= TASK STATEMENT =
Transcribe every entry word for word, leaving out all images.

= EXTRACTED ENTRIES =
....

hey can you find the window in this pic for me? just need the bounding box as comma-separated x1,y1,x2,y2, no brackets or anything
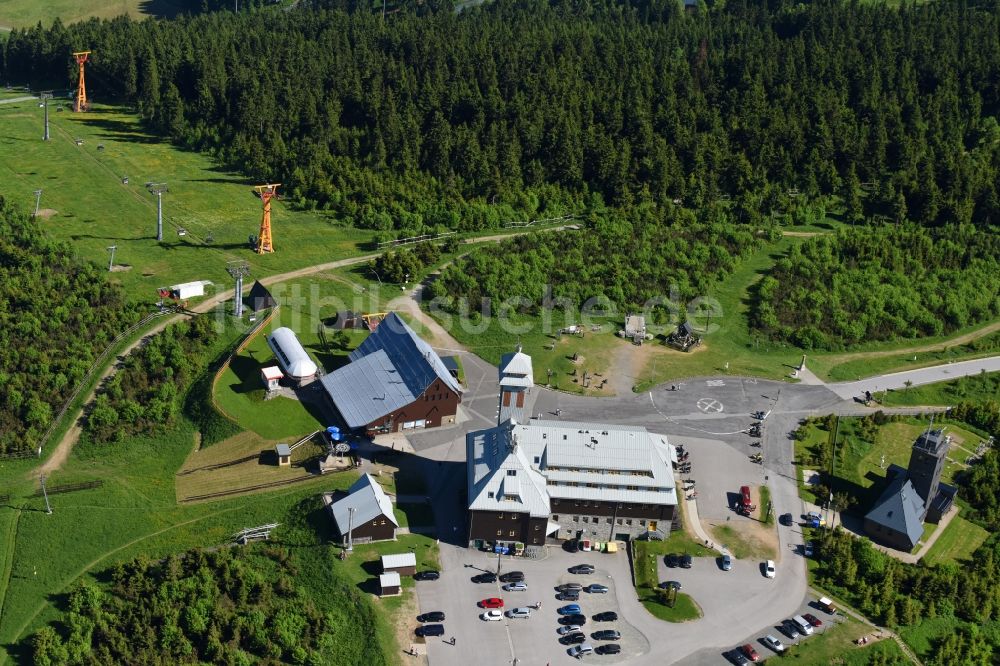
507,470,517,476
552,515,559,521
488,492,494,499
534,525,540,530
498,513,504,519
606,518,612,524
626,519,632,526
582,517,589,523
616,519,623,525
533,456,540,464
639,520,646,527
509,530,515,537
573,515,579,522
592,517,598,523
497,530,502,536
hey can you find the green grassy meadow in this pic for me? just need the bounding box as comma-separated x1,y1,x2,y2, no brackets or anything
0,0,154,29
923,514,989,566
780,615,906,665
879,370,1000,407
0,101,374,300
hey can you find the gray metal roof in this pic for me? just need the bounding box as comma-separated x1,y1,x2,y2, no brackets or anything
321,350,416,428
322,312,461,428
349,312,461,396
329,473,398,534
467,419,677,516
275,444,291,456
382,552,416,570
865,472,925,546
467,422,551,518
499,350,534,387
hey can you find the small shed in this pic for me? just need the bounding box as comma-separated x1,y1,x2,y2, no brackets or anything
381,552,417,576
275,443,291,467
248,280,277,313
379,571,401,596
261,366,283,391
332,310,365,330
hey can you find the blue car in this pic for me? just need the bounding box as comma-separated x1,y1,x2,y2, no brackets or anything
557,604,582,615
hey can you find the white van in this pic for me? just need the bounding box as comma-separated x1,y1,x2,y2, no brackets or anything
792,615,814,636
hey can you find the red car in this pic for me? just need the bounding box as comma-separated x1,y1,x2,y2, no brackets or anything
803,613,823,627
741,644,760,662
479,598,504,609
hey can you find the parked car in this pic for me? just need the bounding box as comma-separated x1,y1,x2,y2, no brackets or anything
417,611,445,623
803,613,823,627
479,598,504,609
481,610,504,621
569,644,594,658
806,511,827,528
741,643,760,662
559,591,581,601
659,580,682,590
414,570,440,581
559,583,584,592
593,611,618,622
596,644,621,655
762,634,786,653
817,596,838,614
779,512,794,526
569,564,595,574
415,624,444,637
558,625,583,635
565,539,580,553
721,554,732,571
804,542,814,557
559,614,587,625
506,607,532,619
499,571,524,583
764,560,776,578
680,554,693,568
472,572,497,584
728,650,751,666
592,629,621,641
780,619,801,639
560,632,587,645
558,604,583,615
585,584,609,593
665,553,680,568
503,582,528,592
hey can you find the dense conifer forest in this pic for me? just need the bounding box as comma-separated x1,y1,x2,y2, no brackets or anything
428,205,766,313
3,0,1000,235
751,225,1000,349
31,546,387,665
0,197,137,455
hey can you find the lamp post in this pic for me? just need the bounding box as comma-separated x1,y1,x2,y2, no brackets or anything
346,506,355,552
40,92,53,140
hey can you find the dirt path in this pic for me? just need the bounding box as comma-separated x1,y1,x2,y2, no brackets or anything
824,320,1000,366
780,230,825,237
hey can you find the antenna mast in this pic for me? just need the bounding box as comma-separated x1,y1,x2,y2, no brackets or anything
146,182,168,241
226,260,251,318
253,184,280,254
72,51,92,112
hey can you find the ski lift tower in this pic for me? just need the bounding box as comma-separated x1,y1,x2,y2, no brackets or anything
39,92,53,140
226,260,251,318
146,183,168,241
72,51,91,112
253,184,280,254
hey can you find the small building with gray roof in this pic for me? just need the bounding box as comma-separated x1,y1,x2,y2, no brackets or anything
323,473,398,545
319,312,462,436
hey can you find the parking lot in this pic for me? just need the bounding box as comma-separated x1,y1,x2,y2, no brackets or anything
415,547,649,665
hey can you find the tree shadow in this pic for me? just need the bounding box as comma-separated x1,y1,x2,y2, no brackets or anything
136,0,191,19
228,354,267,395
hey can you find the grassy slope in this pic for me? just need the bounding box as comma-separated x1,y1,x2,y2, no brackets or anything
923,514,989,566
781,615,906,665
0,0,153,29
879,371,1000,407
0,101,373,300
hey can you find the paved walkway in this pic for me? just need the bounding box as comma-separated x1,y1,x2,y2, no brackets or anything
827,356,1000,399
683,497,729,556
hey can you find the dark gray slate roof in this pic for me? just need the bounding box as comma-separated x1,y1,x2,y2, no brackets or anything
865,471,925,546
247,280,277,312
321,312,460,429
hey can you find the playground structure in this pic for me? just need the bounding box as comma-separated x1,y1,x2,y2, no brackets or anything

....

= SOLUTION =
hey can you find the window in this pic for me? just need the bounding box as comma-separated x1,y1,x2,y2, no brackets or anything
507,470,517,476
552,515,559,521
488,492,494,499
534,525,540,530
498,513,504,519
606,518,612,524
626,519,632,526
582,517,589,523
616,519,623,525
533,456,540,464
639,520,646,527
509,530,515,537
573,515,579,522
592,517,598,523
497,530,502,536
hey can you find the green grassy meadow in this pic for me? just need the bounding box as comma-separated x1,y1,x2,y2, no brackets or anything
0,0,154,29
923,514,989,566
780,615,906,665
879,370,1000,407
0,101,374,300
hey can you find the gray metal roof in this pic for me? just need the bounding box as comma-separated x1,y1,x2,y2, no brackets or anything
321,350,416,428
322,312,461,428
349,312,461,396
329,473,398,534
467,419,677,516
275,444,291,456
382,552,416,570
865,472,925,546
467,422,551,518
499,350,534,387
hey can you find the small shed in this pic for me? just need the bounding box as comma-separated x1,y1,x2,y2, no brackets or anything
381,552,417,576
275,443,291,467
248,280,277,313
379,571,401,596
261,366,283,391
332,310,365,330
hey can you find the blue car in this pic for me? just need the bounding box as comma-separated x1,y1,x2,y2, no brackets or anything
557,604,582,615
hey can you find the white van in this pic for me? just need the bounding box as comma-separated x1,y1,x2,y2, no brackets or anything
792,615,814,636
hey can you find the red car in this pic for me? just need the bounding box as comma-separated x1,y1,x2,y2, no brackets or anything
803,613,823,627
741,644,760,662
479,598,504,609
hey can you find the parked car in this pic for me? just need the bounding box as comma-separated x1,y1,x2,y2, no brackets or anything
417,611,445,623
803,613,823,627
479,598,504,609
481,610,504,621
569,644,594,658
806,511,827,528
741,643,760,662
559,591,581,601
659,580,682,590
414,570,440,581
559,583,584,592
593,611,618,622
596,644,621,655
762,634,786,653
817,596,838,614
779,512,794,526
569,564,595,574
415,624,444,637
558,625,583,635
565,539,580,553
721,554,732,571
804,542,814,557
559,614,587,625
506,607,532,619
499,571,524,583
764,560,776,578
680,554,693,568
472,572,497,584
728,650,751,666
592,629,621,641
780,619,801,639
560,632,587,645
558,604,583,615
585,584,609,593
665,553,680,568
503,582,528,592
hey can you find the dense conifer forest in this pic for me? just need the bounding box as comma-separated x1,y1,x2,y2, no brackets or anything
428,205,766,313
3,0,1000,235
751,225,1000,349
31,546,387,665
0,197,137,455
hey can you find the lamp post in this pic for me? just need the bounding box as comma-separated x1,y1,x2,y2, no brackets or anything
346,506,355,552
40,92,53,140
hey can you find the dirt path in this pic for me? just need the bounding box as comma-separated x1,y1,x2,y2, no brackets or anything
824,320,1000,366
780,230,825,237
hey can you find the antenna mast in this pic for me? just need the bounding box as comma-separated x1,y1,x2,y2, no brackets or anything
146,182,168,241
226,260,251,318
253,184,280,254
72,51,92,112
hey can you find the ski lift tower in this pic for me? just need the bounding box as comma-separated x1,y1,x2,y2, no brackets or anything
39,92,53,140
226,260,251,318
146,183,168,241
72,51,91,112
253,184,280,254
hey can you find the small building with gray roof in this pic for me? just need the bounding box as comma-separated x1,y1,x2,y2, no brackets or anything
323,473,398,545
319,312,462,436
hey can you find the parking lot in this pic for me? just need the bounding box as comma-separated x1,y1,x2,y2, no brackets or anything
415,547,649,665
hey can you find the tree shadow in this pic for me? just need the bounding box as comma-separated x1,y1,x2,y2, no brackets or anything
136,0,191,19
228,354,267,395
hey can you find the grassy slope in this pic for me? just need the bounding box as comma-separated x1,y1,x2,y2, no brackets or anything
923,514,989,566
781,615,906,665
0,0,153,29
879,371,1000,407
0,101,373,300
hey can you find the paved walkway in this pic for me? just need the bounding box as comma-separated x1,y1,x2,y2, no brackets or anything
827,356,1000,399
683,497,729,556
hey can you find the dark gray slate roof in this pic for me? just need the bounding box as comma-separated x1,y1,x2,y2, no brackets or anything
865,471,925,546
247,280,277,312
321,312,460,429
hey can you find the playground structure in this pic for me? just need the bounding box as comma-separated x1,y1,x2,y2, no brackets or anything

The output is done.